Task -
Copy out every line of the entries below word for word, leaving out the pictures.

******************************

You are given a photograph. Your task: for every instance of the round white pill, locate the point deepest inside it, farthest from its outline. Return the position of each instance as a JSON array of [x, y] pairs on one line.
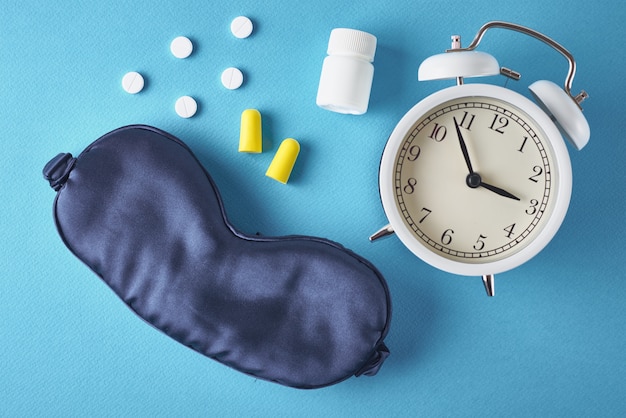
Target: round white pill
[[181, 47], [232, 78], [186, 107], [241, 27], [132, 82]]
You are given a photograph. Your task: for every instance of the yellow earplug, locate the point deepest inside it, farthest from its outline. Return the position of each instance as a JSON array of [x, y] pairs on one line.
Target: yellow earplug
[[250, 133], [282, 164]]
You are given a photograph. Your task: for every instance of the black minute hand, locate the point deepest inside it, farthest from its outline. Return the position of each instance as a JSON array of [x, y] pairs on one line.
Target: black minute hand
[[463, 146], [498, 190]]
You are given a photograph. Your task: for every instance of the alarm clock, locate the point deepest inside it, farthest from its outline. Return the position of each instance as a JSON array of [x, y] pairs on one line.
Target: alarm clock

******************************

Reply -
You are given a photograph. Your task: for every instance of the round white pill, locate the point deepest inside it, farthest from its outline. Return the position of each instance as a JSON array of [x, y] pairs on one line.
Target: round white pill
[[181, 47], [232, 78], [186, 107], [241, 27], [132, 82]]
You are given a photograph. Your task: for every instance of the yellow earplug, locate the point deepest inside it, farthest from its outline. Return the position of each instance as a JSON array of [x, y] pairs on one line.
Target: yellow earplug
[[250, 133], [282, 164]]
You are given a photograph. Your task: for every instance of the black minute hand, locate the point deepest inside it, farthest from its outline. Return the position of each instance as a JSON array of [x, y] pairs on one line.
Target: black minute hand
[[463, 146], [498, 190]]
You are given a photograph. Your task: for every instance of the alarm clock, locate the point deepest inside it, farthest from its outline. Return the position of each instance as a JSON array of [x, y] pairs on one line.
Target: alarm clock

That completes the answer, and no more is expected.